Two more tasks completed a satisfactory night's work: three troops of C Squadron, 19 Regiment, crossed the Marecchia ford and came up in support of the infantry; and the 48th Highlanders of 1 Canadian Brigade, on the motor battalion's left, took possession of Celle. But the Marecchia exacted one more exertion: the Route 16 bridge had been so wrecked by the demolition that the stretcher-bearers had to form a kind of human rope to cross dry-shod, hauling themselves up like gymnasts from the near bank and easing themselves down to the farther.

While 22 Battalion was exposing its flank in a shallow salient, 5 Brigade's group1 was moving into 1 Canadian Division's bridgehead. Its orders were to take two successive water lines—the Scolo Brancona, about two miles beyond the Rimini-Cesena railway, and the Rio Fontanaccia, half a mile or more farther on. Capture of the first objective would be the signal for 6 Brigade group to begin moving forward to pass through the 5th. Brigadier Burrows's brigade was first to enlarge the bridgehead with 21 Battalion group (Lieutenant-Colonel Thodey) on the right and 28 (Maori) Battalion group (Lieutenant-Colonel Young) on the left, and then to launch them by two bounds to the Scolo Brancona and finally to the Fontanaccia, where 6 Brigade would take up the running.

┄┄┄┄┄┄

» **Tasks**
(1) List every river, stream, or water line named in the passage on the Marecchia crossing.
(2) Write the next paragraph of the passage on the Marecchia crossing, picking up after its final sentence.
The entries that come after this passage on the Marecchia crossing are not needed for anything here.

┄┄┄┄┄┄

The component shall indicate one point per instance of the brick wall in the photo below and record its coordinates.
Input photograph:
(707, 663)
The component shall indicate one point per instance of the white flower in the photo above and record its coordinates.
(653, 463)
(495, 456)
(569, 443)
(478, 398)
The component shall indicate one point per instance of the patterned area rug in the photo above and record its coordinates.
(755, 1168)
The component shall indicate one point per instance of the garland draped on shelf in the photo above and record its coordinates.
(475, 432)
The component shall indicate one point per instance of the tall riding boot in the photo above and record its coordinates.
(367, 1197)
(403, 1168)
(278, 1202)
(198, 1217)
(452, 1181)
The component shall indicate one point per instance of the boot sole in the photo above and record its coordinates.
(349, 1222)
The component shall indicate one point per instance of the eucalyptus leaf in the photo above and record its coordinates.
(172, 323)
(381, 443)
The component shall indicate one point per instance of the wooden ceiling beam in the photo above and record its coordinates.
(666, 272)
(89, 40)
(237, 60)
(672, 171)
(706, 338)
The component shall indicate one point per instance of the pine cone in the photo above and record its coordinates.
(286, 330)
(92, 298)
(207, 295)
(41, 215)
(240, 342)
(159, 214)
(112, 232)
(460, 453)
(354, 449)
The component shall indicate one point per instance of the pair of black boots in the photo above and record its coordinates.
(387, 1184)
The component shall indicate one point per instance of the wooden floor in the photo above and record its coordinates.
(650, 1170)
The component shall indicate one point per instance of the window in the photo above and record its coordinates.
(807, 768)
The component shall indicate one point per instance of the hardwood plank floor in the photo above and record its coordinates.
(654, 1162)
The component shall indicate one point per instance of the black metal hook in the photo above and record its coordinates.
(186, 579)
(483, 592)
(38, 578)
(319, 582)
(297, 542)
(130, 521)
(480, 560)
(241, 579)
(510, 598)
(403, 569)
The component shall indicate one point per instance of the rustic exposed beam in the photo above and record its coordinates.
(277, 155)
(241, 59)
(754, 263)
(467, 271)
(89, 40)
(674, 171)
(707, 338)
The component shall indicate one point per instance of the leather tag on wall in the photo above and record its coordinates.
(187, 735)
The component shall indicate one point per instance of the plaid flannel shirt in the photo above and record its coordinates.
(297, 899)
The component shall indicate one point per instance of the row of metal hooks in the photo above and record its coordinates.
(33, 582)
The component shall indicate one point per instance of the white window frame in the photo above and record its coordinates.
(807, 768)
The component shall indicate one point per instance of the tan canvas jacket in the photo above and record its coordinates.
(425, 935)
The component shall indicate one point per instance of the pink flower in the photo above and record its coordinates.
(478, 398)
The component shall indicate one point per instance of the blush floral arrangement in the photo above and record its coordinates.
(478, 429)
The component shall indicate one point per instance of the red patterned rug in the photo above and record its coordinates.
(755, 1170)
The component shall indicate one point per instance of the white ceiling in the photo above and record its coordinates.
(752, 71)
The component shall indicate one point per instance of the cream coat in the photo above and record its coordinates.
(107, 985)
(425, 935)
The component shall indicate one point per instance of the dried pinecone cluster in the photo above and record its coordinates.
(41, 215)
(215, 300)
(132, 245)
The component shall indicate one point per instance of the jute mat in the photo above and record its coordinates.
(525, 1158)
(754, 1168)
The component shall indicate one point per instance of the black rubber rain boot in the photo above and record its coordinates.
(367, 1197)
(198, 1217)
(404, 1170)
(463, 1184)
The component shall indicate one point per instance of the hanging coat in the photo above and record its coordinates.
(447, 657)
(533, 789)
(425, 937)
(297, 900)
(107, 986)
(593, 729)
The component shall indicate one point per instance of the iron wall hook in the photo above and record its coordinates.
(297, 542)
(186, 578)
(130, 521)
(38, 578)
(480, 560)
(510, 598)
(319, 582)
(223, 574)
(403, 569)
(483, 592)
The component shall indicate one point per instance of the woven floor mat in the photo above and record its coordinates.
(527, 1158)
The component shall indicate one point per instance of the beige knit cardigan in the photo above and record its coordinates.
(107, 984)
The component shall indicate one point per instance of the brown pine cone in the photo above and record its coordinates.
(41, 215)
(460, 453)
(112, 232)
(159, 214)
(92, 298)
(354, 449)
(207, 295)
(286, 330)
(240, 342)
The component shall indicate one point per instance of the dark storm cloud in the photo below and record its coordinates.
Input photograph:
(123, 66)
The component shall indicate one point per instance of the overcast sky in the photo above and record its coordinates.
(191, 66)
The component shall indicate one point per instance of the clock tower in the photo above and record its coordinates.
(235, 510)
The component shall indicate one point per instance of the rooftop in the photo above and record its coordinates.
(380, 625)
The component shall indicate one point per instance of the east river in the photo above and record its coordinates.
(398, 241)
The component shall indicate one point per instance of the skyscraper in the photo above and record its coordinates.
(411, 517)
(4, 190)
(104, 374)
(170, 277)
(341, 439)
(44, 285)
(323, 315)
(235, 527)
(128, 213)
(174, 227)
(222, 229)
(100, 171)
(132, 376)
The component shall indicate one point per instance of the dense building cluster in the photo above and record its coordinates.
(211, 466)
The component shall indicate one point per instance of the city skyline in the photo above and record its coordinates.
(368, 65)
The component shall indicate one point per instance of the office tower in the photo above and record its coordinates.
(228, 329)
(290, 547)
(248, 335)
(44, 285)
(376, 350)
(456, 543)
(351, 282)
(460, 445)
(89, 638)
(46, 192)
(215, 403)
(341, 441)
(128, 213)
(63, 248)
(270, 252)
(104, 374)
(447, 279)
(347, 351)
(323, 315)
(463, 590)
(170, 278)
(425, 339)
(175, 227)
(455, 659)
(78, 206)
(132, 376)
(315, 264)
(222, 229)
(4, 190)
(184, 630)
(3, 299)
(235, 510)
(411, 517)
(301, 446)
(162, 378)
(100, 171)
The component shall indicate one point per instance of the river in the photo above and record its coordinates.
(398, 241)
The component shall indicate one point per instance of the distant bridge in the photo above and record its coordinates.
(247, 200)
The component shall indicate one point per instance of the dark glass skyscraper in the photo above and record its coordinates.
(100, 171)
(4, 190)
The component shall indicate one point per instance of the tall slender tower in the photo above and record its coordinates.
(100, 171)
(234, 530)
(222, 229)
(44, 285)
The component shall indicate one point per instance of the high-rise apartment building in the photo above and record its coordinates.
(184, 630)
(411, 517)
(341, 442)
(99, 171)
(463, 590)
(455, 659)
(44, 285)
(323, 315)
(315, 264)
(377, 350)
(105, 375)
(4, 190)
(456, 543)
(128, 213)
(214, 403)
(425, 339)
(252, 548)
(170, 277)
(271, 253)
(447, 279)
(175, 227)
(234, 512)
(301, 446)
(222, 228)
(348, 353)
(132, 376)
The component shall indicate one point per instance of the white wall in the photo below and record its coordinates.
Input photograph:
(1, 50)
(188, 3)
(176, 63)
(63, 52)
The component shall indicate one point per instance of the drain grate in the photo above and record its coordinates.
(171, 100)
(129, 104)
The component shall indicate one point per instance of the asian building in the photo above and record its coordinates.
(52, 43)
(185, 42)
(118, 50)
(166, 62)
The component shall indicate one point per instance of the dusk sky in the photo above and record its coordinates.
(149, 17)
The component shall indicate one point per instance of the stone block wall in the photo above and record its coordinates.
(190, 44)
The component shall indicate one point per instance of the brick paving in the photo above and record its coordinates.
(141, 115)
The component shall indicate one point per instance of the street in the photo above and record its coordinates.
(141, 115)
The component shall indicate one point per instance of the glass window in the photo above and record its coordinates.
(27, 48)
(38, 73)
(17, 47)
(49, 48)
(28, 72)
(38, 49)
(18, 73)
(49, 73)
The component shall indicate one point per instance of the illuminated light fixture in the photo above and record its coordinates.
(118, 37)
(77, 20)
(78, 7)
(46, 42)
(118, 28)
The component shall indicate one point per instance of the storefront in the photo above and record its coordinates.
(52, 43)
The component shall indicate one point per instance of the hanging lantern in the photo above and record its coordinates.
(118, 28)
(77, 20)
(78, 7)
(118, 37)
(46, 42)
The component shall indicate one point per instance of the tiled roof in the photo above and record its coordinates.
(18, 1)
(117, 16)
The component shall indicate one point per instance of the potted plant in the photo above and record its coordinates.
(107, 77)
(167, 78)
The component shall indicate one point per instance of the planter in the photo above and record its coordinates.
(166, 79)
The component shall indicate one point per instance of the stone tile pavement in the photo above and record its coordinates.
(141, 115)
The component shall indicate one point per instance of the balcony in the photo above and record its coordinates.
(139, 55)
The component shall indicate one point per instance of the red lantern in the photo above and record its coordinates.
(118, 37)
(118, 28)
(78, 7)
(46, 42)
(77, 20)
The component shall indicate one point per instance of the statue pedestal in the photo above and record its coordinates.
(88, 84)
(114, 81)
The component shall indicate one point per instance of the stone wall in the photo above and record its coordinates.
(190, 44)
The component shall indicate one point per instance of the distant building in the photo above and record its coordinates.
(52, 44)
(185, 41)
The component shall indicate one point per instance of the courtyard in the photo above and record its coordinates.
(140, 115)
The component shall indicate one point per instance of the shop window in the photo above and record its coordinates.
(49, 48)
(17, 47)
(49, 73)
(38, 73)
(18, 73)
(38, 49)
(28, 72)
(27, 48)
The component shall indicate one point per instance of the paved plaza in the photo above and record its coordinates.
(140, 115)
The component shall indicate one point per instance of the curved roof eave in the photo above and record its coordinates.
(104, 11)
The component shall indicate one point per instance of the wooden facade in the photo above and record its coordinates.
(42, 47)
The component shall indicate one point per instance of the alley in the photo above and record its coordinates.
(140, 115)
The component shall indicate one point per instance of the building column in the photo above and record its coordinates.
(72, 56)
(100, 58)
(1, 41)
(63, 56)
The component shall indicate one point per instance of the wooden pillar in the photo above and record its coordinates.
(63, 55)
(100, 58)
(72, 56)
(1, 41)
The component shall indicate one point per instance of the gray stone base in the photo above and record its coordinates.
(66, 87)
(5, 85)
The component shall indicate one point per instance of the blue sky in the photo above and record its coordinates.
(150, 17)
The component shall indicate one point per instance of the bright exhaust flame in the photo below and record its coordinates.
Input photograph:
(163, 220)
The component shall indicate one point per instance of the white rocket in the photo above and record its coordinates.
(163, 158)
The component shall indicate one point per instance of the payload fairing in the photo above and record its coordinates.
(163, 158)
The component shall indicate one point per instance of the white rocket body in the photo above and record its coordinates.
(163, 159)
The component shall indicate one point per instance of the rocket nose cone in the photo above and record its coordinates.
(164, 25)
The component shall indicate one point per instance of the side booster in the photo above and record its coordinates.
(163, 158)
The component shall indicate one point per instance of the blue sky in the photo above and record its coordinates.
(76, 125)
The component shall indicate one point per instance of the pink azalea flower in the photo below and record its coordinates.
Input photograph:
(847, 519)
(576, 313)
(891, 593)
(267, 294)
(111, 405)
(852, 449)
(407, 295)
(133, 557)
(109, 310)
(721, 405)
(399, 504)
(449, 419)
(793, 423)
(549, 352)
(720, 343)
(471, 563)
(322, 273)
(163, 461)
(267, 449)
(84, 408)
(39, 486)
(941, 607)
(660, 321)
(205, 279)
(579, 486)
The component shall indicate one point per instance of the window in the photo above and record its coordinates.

┄┄┄┄┄┄

» **Results for each task**
(1) Marecchia, Scolo Brancona, Rio Fontanaccia

(2)
Occupation of the bridgehead was a slow and untidy operation because of delays in starting, miserable weather, enemy shelling (which caused tanks and infantry to separate and communications to waver) and uncertainty about the state of affairs beyond the river. After more than one postponement, the move from the laager area east of the Ausa began in the late afternoon on the 21st. The two leading companies of each battalion travelled on 18 Regiment's tanks—21 Battalion with B Squadron, the 28th with A—until shelling and mortaring forced them to dismount. The tracks across San Fortunato surprisingly gave the tanks little trouble and the Marecchia, still spanned by a stout wooden bridge, was no obstacle. Because of the confusion of friend with foe, movement within the

1 HQ 5 Inf Bde, 21 Bn, 23 Bn, 28 (Maori) Bn, 18 Armd Regt, 5 Fd Regt, 32 A-Tk Bty, 1 MG Coy, 7 Fd Coy and company of 5 Fd Amb.

page 234 bridgehead had to be less carefree, but before the night ended 5 Brigade, and indeed the whole Division, was in position to open the main advance.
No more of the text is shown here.